QUOTED TEXT:
** begin **
So what does this show?
Here is the list, ranked by dollars back to dollar sent:
New Mexico $2.03
West Va $1.76
N. Dakota $1.68
S. Dakota $1.53
S. Carolina $1.35
N. Carolina $1.08
Rhode Island $1.00
New Jersey $.61
Sorry for any formatting issues, but I have no patience for that.
The list shows:
1. Income matters. The states with higher personal income send more to Washington DC than states which are poorer. Texas, for example, has become richer and thus it has dropped relatively recently below $1 back for every $1 sent.
2. There is a general transfer of wealth in this country. BUT, it runs from the richer states to the poorer states and runs almost exclusively from Democratic states to Republican states.
I point this out again: one major wealth transfer in this country runs from Democratic run states to Republican run states. It's not even close. Look at the list. Break even is RI and that is #33. Look at Illinois; they get back 3/4 of every $1 they send.
** end **
Entries from an annotation dataset:
** begin **
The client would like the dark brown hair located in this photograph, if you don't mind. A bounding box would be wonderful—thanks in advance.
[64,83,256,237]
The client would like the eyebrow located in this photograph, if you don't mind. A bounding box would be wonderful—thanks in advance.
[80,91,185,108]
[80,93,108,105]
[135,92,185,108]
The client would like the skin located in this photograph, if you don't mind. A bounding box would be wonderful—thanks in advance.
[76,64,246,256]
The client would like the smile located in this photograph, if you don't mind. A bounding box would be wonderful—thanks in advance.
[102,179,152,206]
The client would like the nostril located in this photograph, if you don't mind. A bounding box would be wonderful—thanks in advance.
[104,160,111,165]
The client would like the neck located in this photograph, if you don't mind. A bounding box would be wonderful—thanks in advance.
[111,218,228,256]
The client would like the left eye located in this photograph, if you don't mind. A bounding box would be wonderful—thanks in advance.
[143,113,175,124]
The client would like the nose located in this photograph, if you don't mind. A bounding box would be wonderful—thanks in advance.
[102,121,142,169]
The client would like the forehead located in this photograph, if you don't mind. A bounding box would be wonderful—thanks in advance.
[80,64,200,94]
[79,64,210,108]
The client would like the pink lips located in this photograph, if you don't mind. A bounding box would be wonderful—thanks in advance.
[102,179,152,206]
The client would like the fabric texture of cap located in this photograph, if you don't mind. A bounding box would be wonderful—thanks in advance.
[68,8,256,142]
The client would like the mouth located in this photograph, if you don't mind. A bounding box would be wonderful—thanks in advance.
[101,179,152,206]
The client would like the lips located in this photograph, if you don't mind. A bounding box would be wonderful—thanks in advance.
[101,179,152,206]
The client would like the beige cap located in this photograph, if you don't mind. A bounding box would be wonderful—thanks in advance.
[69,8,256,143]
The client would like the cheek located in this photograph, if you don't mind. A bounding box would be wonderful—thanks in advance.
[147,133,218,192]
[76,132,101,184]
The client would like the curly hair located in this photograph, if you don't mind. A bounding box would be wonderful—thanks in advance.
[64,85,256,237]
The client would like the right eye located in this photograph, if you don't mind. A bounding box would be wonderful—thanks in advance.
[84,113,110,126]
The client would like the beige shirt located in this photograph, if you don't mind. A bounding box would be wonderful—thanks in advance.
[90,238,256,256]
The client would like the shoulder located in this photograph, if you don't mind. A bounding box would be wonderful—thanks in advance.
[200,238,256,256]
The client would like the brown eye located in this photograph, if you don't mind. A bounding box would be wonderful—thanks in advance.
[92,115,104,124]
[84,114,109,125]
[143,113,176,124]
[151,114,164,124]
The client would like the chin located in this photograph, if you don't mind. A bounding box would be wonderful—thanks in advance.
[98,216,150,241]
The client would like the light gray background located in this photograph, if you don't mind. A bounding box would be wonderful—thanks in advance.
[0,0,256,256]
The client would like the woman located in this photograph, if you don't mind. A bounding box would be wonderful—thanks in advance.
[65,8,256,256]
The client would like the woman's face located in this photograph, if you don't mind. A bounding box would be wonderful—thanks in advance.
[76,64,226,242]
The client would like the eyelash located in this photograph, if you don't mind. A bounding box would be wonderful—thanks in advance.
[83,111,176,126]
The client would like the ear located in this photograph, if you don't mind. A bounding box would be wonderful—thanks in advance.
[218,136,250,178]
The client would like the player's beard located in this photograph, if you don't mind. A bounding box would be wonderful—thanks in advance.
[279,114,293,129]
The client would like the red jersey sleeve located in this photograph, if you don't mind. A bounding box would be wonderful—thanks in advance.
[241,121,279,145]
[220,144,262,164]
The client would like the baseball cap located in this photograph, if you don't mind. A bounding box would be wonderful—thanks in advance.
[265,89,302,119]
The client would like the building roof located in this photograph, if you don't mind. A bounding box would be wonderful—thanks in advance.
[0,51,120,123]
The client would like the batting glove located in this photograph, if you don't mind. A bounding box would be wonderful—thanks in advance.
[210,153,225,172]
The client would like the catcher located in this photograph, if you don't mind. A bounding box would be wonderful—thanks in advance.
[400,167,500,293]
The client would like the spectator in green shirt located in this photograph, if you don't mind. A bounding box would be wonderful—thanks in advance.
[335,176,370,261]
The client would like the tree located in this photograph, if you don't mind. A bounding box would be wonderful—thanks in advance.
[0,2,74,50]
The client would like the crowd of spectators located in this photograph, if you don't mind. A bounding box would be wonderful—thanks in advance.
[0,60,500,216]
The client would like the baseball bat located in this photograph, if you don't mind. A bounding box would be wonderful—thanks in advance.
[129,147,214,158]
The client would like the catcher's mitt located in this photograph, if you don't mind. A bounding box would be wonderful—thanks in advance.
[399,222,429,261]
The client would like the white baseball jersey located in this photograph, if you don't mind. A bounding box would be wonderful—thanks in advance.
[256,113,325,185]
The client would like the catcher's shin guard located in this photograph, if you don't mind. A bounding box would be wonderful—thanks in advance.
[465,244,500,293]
** end **
SET TASKS:
(a) According to the passage on federal dollars returned by state, how much does Illinois get back for every $1 it sends?
(b) Copy the entries word for word, covering the stretch from the line containing "The client would like the eyebrow" through the line containing "[104,160,111,165]".

OUTPUTS IN ORDER:
(a) Illinois gets back 3/4 of every $1 it sends.

(b)
The client would like the eyebrow located in this photograph, if you don't mind. A bounding box would be wonderful—thanks in advance.
[80,91,185,108]
[80,93,108,105]
[135,92,185,108]
The client would like the skin located in this photograph, if you don't mind. A bounding box would be wonderful—thanks in advance.
[76,64,246,256]
The client would like the smile located in this photograph, if you don't mind. A bounding box would be wonderful—thanks in advance.
[102,179,152,206]
The client would like the nostril located in this photograph, if you don't mind. A bounding box would be wonderful—thanks in advance.
[104,160,111,165]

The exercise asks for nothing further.